__DATA FOR ANALYSIS__.
**********
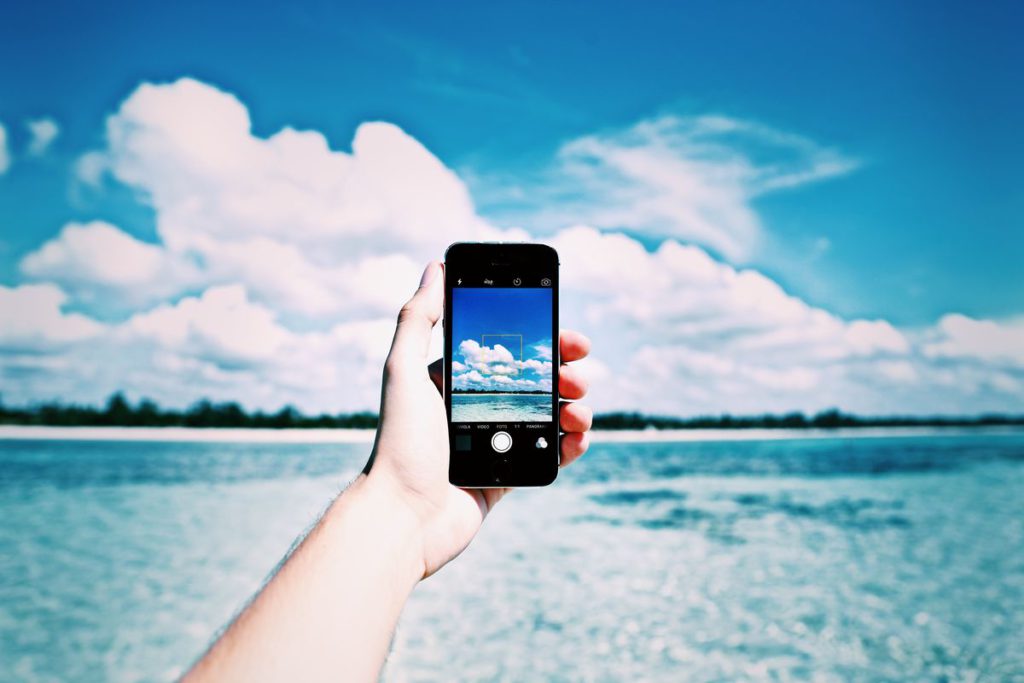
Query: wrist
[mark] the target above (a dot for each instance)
(378, 507)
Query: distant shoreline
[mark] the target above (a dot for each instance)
(237, 435)
(499, 393)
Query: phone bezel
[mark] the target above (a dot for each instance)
(482, 467)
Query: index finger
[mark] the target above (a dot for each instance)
(572, 345)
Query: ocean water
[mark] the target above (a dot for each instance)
(864, 559)
(501, 408)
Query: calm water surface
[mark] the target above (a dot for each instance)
(501, 408)
(864, 559)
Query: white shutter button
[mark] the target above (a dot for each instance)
(501, 441)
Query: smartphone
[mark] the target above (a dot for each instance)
(501, 364)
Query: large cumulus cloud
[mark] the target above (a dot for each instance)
(279, 263)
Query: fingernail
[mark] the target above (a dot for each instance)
(428, 274)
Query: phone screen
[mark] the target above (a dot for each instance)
(501, 365)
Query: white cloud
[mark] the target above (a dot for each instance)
(280, 263)
(962, 337)
(492, 367)
(693, 335)
(687, 177)
(35, 321)
(97, 259)
(42, 134)
(4, 152)
(305, 227)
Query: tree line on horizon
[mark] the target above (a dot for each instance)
(119, 412)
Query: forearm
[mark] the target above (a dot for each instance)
(330, 612)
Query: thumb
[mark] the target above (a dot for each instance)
(418, 316)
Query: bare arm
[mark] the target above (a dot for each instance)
(330, 611)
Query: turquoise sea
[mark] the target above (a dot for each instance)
(501, 408)
(853, 559)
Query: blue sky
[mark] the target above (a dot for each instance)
(860, 158)
(502, 332)
(921, 94)
(479, 311)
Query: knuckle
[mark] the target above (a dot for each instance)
(408, 312)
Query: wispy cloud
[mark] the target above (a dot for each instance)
(687, 177)
(279, 262)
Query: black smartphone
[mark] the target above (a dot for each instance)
(501, 364)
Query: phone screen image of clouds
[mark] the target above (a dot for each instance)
(501, 369)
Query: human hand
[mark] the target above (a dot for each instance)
(410, 458)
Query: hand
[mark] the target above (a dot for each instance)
(411, 453)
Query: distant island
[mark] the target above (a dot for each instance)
(119, 412)
(496, 392)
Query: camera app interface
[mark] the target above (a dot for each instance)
(501, 354)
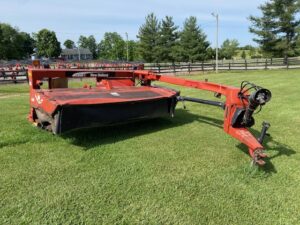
**********
__WORK INSTRUCTION__. All of the material above must be retyped exactly, line for line, with the images dropped.

__OUTPUT FOR THIS EXERCISE__.
Query: wrist
[mark] the target above (a dot for each instance)
(378, 507)
Query: distant shoreline
[mark] the target above (a dot for each instance)
(237, 435)
(499, 393)
Query: phone bezel
[mark] the target above (a dot for each instance)
(482, 467)
Query: index finger
[mark] the target above (a dot for each instance)
(572, 345)
Query: ocean water
[mark] the target above (a dot for each instance)
(864, 559)
(501, 408)
Query: calm water surface
[mark] the target above (a dot for each instance)
(501, 408)
(864, 559)
Query: white shutter button
[mark] the target above (a dot for each instance)
(501, 441)
Query: smartphone
[mark] the target above (a dot for each instance)
(501, 364)
Query: large cumulus cloud
[mark] the target above (a dot for each instance)
(279, 263)
Query: fingernail
[mark] the target above (a dot for each instance)
(428, 274)
Query: phone screen
[mark] the target above (a dot for each instance)
(501, 365)
Query: white cloud
[mark] the target above (a dot for each instance)
(280, 263)
(962, 337)
(492, 367)
(693, 335)
(687, 177)
(35, 321)
(97, 259)
(42, 134)
(4, 152)
(305, 227)
Query: tree line on horizon
[mark] the target above (a dot for each instance)
(119, 412)
Query: forearm
[mark] the target above (a dot for each instance)
(330, 612)
Query: thumb
[mark] the target above (a dot for each instance)
(418, 316)
Query: bare arm
[mark] the target above (a dot for each instance)
(330, 611)
Query: turquoise sea
[mark] the target above (a dot for each instance)
(501, 408)
(853, 559)
Query: blue sky
[mark] the target above (a dot for each instance)
(860, 158)
(502, 332)
(921, 94)
(479, 311)
Query: knuckle
[mark] the target above (a dot for each instance)
(408, 312)
Query: wispy cloud
[mark] the target above (a dot for each instance)
(687, 177)
(279, 262)
Query: black smartphone
[mark] the target above (a dot for each instance)
(501, 364)
Query: phone screen image of clouds
[mark] the target above (a dot for each instance)
(501, 369)
Query: human hand
[mark] the target above (a dot for each instance)
(410, 458)
Query: hand
[mark] the target above (a dot for each instance)
(411, 453)
Query: distant island
[mark] the target above (a dot for each instance)
(119, 412)
(496, 392)
Query: camera app interface
[mark] the target above (a dot for each instance)
(501, 354)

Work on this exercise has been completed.